> Extract:
Working with Inputs#
This guide covers how bfabric-app-runner handles input files: specification, resolution, preparation, and management.
Overview#
The input system follows a two-phase pipeline:
Resolution: Input specifications (from YAML) are converted into standardized resolved types.
Preparation: Resolved inputs are fetched, generated, or linked into the working directory.
This separation keeps the “what to process” logic independent from “how to process it”, making the system extensible and testable.
Input YAML Format#
Inputs are defined in a YAML file (typically inputs.yml) as a list of specifications:
- type: bfabric_resource
id: 12345
filename: input_data.raw
check_checksum: true
- type: static_file
content: "sample_id,condition\n1,control\n2,treated"
filename: metadata.csv
- type: bfabric_dataset
id: 6789
filename: samples.csv
separator: ","
Each entry must include a type field that determines which resolver handles it.
Input Spec Types#
bfabric_resource#
Downloads a resource file from B-Fabric.
- type: bfabric_resource
id: 12345
filename: data.raw
check_checksum: true
id(int)B-Fabric resource ID.
filename(str)Target filename in the working directory.
check_checksum(bool, optional)Verify the file checksum after download.
bfabric_dataset#
Downloads a dataset from B-Fabric as a tabular file.
- type: bfabric_dataset
id: 6789
filename: samples.csv
separator: ","
format: csv
id(int)B-Fabric dataset ID.
filename(str)Target filename.
separator(str, optional)Column separator character.

> Data segment:

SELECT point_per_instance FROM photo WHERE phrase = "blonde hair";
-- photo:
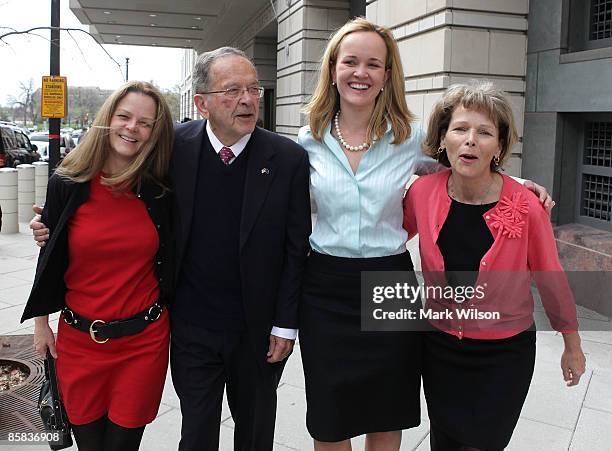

> Tasks for this exercise:
1) Can you duplicate the inputs guide word for word, starting at "filename(str)Target filename in" and ending at "id(int)B-Fabric dataset ID."?
2) Can you pick up the guide on working with inputs right after its last sentence and keep it going?
You won't need the lines for this.

> Results of the exercise:
1)
filename(str)Target filename in the working directory.
check_checksum(bool, optional)Verify the file checksum after download.
bfabric_dataset#
Downloads a dataset from B-Fabric as a tabular file.
- type: bfabric_dataset
id: 6789
filename: samples.csv
separator: ","
format: csv
id(int)B-Fabric dataset ID.

2)
format(str, optional)Output format:
"csv"or"parquet".
bfabric_resource_archive#
Downloads a resource and extracts it as an archive.
- type: bfabric_resource_archive
id: 12345
filename: extracted_data
extract: zip
include_patterns:
- "*.mzML"
strip_root: true
check_checksum: true
id(int)B-Fabric resource ID.
filename(str)Target directory name.
extract(str)Archive format. Currently only
"zip"is supported.include_patterns(list of str, optional)Glob patterns for files to include from the archive.
exclude_patterns(list of str, optional)Glob patterns for files to exclude from the archive.
strip_root(bool, optional)Remove the root directory from extracted paths.
check_checksum(bool, optional)Verify the resource checksum.
bfabric_resource_dataset#
Downloads multiple resources referenced in a dataset column.
- type: bfabric_resource_dataset
id: 100
column: resource_id
filename: "{name}.raw"
check_checksum: true
output_dataset_filename: manifest.csv
output_dataset_file_column: local_path
id(int)B-Fabric dataset ID containing resource references.
column(str)Column name containing resource IDs.
filename(str)Filename template for downloaded resources.
include_patterns/exclude_patterns(list of str, optional)Filter which resources to download.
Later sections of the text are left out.